* begin Passage *

I just drank the free wine.

A Private View (source: Contemporary Art Society http://old.contemporaryartsociety.org/forthcoming-events/event/workplace-gallery-private-view)

Art was for other people. Music was always easier to get.

You start by going to your friends’ gigs… everyone was passionate about music growing up. Our heroes were musicians, not painters. When I listened to Bowie’s lyrics about not letting the sun blast your shadows and not letting the milk floats ride your mind… whilst walking home from a club at 5am, it meant something. You could understand it. It was easy then to pick up a guitar and start writing songs.

I started writing songs about my life as honestly as I could and magically, amazingly, it clicked with a few people.. and then more people… until the band I was lucky enough to be in recorded three albums and toured around the world multiple times. The music and words meant something and you and others could understand it. In comparison…

What could a large block or wax fired from a cannon mean to me?

Anish Kapoor’s ‘Shooting Into The Corner’ at The Royal Academy. Photograph: Pete Macdiarmid/Getty Images. (Source: http://www.theguardian.com/culture/2009/dec/15/anish-kapoor-royal-academy)

What if art was beautiful, meaningful and accessible?

What about art that might answer a basic human need: the need share our problems with others?

* end Passage *
* begin Dataset extract *

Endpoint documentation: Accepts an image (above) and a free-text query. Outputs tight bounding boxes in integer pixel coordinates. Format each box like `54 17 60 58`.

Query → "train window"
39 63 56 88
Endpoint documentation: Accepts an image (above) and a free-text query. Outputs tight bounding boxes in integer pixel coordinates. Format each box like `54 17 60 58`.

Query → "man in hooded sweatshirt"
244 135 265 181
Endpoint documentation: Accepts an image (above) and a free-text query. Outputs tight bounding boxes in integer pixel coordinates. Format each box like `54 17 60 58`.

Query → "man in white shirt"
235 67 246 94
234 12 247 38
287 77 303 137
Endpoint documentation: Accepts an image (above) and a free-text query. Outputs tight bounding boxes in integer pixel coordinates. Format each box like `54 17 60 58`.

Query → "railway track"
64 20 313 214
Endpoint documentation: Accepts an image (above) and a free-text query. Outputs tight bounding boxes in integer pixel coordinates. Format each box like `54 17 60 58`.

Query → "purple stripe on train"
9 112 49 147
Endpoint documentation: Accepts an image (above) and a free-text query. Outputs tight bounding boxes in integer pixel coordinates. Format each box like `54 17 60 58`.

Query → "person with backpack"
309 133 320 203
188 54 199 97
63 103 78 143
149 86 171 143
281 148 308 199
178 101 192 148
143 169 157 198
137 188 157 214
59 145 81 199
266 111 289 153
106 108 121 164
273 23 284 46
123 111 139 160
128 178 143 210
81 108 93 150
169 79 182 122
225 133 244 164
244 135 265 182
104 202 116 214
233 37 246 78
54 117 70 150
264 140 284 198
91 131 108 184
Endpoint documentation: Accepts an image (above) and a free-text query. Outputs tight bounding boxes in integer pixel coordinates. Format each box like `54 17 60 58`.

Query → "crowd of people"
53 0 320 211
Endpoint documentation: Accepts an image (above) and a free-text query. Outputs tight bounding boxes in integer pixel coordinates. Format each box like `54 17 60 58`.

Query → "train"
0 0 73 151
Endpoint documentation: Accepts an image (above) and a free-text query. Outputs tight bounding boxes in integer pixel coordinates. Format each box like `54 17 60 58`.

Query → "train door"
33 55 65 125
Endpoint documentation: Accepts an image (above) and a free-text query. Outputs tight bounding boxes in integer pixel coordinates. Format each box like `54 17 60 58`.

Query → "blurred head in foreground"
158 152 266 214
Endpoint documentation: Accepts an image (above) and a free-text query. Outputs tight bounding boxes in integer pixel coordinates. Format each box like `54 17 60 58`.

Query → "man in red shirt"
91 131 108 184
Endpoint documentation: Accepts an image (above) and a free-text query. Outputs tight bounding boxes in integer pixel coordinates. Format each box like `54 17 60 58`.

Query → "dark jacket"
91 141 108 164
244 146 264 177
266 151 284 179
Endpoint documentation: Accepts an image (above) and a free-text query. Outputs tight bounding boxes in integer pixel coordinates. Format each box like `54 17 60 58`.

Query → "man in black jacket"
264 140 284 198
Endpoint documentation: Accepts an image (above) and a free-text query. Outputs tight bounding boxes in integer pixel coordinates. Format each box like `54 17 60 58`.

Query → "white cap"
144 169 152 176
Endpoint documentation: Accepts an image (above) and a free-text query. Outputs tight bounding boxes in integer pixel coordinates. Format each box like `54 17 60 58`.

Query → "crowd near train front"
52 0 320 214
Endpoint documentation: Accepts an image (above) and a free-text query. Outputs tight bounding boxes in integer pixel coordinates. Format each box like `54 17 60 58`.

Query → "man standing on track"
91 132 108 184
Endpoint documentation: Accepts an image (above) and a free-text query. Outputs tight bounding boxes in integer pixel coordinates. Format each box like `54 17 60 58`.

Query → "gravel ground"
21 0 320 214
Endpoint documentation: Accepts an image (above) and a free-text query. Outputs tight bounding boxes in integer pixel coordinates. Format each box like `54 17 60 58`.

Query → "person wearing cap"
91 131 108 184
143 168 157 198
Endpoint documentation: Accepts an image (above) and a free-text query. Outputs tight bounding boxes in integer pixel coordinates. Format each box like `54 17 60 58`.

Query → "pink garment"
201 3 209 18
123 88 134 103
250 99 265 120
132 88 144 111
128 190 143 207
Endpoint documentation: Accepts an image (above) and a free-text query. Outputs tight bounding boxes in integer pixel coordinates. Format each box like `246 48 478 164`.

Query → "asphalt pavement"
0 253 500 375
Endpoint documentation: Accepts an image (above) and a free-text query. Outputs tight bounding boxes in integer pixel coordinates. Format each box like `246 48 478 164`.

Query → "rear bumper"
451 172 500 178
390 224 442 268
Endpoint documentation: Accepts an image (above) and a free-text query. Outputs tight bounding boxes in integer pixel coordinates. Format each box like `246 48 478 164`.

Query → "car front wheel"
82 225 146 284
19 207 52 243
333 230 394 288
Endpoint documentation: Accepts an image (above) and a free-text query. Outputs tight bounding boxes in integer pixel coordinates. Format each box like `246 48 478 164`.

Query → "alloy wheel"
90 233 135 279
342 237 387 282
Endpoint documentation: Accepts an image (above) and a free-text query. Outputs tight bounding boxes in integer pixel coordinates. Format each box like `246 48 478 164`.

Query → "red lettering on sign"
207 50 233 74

* end Dataset extract *
* begin Dataset extract *

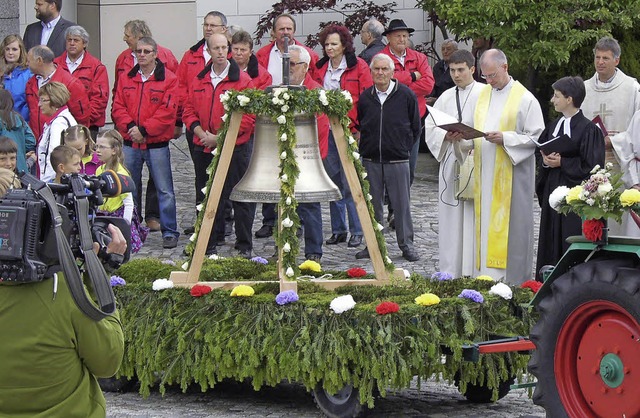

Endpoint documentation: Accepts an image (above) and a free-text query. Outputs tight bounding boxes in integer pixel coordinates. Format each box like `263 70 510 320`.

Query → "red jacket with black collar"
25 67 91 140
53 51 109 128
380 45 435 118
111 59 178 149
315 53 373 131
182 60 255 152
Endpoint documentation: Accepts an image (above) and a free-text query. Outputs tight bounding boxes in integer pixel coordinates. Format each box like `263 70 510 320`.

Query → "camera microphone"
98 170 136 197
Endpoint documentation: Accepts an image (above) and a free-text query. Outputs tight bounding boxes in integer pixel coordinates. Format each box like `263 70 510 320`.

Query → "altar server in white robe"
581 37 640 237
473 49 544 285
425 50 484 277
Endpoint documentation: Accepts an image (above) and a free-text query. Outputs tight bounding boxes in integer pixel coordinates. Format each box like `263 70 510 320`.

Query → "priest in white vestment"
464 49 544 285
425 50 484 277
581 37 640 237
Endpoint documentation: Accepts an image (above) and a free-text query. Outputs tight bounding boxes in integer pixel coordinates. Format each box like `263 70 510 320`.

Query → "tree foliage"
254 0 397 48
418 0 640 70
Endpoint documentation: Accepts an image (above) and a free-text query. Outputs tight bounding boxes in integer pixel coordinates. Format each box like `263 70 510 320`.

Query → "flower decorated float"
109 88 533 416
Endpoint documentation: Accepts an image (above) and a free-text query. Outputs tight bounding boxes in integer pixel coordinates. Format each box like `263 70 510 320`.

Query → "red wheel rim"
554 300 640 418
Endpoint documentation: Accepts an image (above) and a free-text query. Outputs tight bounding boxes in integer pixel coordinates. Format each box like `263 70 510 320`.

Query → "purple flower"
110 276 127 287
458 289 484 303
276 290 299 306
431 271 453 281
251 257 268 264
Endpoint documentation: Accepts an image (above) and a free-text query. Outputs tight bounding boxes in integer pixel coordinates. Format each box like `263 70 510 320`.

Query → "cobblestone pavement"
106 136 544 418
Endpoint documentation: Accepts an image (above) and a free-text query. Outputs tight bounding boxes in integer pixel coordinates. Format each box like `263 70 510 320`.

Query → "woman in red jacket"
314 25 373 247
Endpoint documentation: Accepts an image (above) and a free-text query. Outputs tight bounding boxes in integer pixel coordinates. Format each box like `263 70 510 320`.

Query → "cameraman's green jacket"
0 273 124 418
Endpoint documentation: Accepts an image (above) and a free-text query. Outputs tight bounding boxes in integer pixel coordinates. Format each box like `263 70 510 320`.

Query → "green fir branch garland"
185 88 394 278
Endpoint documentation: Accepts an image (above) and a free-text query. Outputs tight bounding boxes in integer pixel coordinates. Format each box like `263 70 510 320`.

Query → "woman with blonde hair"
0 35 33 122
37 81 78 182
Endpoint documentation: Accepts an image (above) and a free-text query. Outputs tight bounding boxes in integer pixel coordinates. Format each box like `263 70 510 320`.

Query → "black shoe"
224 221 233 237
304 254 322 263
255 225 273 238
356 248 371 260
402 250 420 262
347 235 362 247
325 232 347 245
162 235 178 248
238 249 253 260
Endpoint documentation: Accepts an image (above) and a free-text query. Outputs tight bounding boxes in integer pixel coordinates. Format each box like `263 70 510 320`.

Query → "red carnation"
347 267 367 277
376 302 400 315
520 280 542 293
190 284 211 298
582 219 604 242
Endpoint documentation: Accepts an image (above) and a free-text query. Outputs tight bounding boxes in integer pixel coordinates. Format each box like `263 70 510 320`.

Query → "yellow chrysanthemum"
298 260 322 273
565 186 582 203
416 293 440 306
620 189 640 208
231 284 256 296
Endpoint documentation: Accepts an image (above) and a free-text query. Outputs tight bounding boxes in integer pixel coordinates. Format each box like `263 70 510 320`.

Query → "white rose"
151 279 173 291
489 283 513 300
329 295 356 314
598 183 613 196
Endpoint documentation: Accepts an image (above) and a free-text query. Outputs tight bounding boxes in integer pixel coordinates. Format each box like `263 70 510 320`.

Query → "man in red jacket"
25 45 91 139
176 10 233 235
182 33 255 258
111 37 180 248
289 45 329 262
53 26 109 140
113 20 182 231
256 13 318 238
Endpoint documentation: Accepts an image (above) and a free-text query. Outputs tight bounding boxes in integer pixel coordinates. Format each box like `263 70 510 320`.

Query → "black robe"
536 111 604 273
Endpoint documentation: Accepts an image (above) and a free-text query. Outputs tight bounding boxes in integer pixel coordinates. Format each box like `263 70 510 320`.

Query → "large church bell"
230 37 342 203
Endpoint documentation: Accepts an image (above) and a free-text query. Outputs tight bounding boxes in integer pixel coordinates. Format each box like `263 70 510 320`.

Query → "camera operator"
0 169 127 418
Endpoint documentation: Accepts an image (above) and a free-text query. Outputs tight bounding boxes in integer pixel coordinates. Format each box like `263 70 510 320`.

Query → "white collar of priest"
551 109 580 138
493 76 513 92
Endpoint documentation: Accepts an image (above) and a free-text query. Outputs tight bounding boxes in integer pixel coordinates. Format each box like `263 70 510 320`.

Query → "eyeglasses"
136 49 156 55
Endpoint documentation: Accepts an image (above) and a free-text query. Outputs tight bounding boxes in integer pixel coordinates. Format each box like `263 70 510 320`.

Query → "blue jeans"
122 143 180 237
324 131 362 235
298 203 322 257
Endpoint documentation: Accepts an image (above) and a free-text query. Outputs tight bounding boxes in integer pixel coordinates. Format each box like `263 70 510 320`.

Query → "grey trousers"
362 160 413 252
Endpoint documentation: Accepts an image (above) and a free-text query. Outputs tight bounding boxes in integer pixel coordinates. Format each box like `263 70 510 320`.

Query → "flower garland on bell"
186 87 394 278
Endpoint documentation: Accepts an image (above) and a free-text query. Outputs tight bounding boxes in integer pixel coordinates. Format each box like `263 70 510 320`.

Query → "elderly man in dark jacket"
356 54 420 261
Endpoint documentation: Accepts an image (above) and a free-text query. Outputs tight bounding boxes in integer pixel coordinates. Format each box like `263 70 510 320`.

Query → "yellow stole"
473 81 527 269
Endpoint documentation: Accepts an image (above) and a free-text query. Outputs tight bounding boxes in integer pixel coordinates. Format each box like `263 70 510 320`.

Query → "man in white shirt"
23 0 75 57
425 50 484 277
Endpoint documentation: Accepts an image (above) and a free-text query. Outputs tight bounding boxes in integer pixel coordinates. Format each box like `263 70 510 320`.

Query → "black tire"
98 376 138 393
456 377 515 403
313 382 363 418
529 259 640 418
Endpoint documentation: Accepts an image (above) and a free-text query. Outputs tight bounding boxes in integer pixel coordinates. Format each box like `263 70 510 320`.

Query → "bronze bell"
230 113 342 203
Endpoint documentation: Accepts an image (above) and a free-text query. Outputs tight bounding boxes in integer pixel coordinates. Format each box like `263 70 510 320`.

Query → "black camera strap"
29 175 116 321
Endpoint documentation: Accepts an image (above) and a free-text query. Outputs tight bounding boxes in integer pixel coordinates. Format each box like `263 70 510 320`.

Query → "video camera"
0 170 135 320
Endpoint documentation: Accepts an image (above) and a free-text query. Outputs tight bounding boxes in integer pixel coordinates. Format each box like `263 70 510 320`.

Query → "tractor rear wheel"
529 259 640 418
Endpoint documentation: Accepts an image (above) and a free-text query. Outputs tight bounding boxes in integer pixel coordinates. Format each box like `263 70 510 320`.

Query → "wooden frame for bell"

* end Dataset extract *
* begin Dataset extract *

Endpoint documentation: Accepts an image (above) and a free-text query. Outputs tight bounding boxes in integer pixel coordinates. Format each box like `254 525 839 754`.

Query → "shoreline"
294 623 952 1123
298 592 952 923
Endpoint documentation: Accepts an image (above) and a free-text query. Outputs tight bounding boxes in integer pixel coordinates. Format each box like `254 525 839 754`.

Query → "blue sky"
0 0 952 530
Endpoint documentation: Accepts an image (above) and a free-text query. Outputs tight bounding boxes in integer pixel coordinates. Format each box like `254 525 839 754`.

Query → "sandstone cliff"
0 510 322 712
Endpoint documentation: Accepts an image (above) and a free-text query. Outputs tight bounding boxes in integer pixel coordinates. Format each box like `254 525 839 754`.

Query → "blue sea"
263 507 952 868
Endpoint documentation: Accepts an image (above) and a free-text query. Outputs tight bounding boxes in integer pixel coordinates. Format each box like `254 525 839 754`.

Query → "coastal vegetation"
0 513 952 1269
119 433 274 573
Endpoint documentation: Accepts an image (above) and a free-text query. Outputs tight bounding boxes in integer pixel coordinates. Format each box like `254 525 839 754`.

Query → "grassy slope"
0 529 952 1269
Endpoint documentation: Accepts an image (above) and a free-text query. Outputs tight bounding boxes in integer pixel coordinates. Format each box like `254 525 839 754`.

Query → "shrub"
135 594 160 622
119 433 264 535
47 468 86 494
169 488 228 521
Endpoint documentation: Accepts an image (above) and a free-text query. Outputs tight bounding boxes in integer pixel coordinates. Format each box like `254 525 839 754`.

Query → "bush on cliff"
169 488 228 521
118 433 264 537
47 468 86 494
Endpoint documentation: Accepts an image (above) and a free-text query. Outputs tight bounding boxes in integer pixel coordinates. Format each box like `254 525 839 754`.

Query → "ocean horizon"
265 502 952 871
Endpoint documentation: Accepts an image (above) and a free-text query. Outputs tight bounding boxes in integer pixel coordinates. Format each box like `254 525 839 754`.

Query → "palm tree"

* end Dataset extract *

To be done:
A: In the essay about art and music, how many albums did the writer's band record?
B: Carry on the essay about art and music, picking up after its final sentence.

Response list:
A: Three albums.

B:
After reading the author and philosopher Alain de Botton’s ‘Religion for Atheists’ and knowing that the Brighton Digital Festival was occurring in September, I had an idea.

Well, actually it’s Alain’s idea… actually, it’s an ancient Jewish idea.

In the book, Alain transforms various religious traditions into their secular equivalent so that we can all benefit from them, not the just the chosen people (the ones who get all the invites: to private views, heaven, etc). One example is Jerusalem’s Wailing Wall, where Jews write down their sorrows on pieces of paper and place them into cracks in the wall, where they hope god will answer them.

How would a god-less version of the Wailing Wall be anything other than a depressing display of hopelessness? Of desperate people, as a last resort, begging god to fix their problems when all reasonable attempts to do so had failed? Is there any comfort in such public display of sorrow?

Yes there is.

By the virtue of it being a public display, we can find comfort from the fact that none of us are free from the troubles that we are all plagued by. What might a secular reimagining of the wall look like?

“…an electronic version of The Wailing Wall… would anonymously broadcast our inner woes… The wall would offer a basic yet infinitely comforting — public acknowledgement that… none us are alone in the extent of our troubles… Among the advertisements for jeans and computers high above the streets of our cities, we should place electronic versions of Wailing Walls.”

— Alain de Botton.

We have realised the vision. We have built the wall.

Where would it be built? Where do people congregate, wait and so have time to reflect? Where they might let the troubles that we all have, bubble up to the surface and then be shared with the wall?

After lots of negotiations, we have managed to get it hosted on the giant advertising screen on Brighton Station concourse this September. So, while people are waiting, instead of yawning into their free newspapers, they can look up and anonymously post and view each others messages.

The Waiting Wall (…an artists impression of…)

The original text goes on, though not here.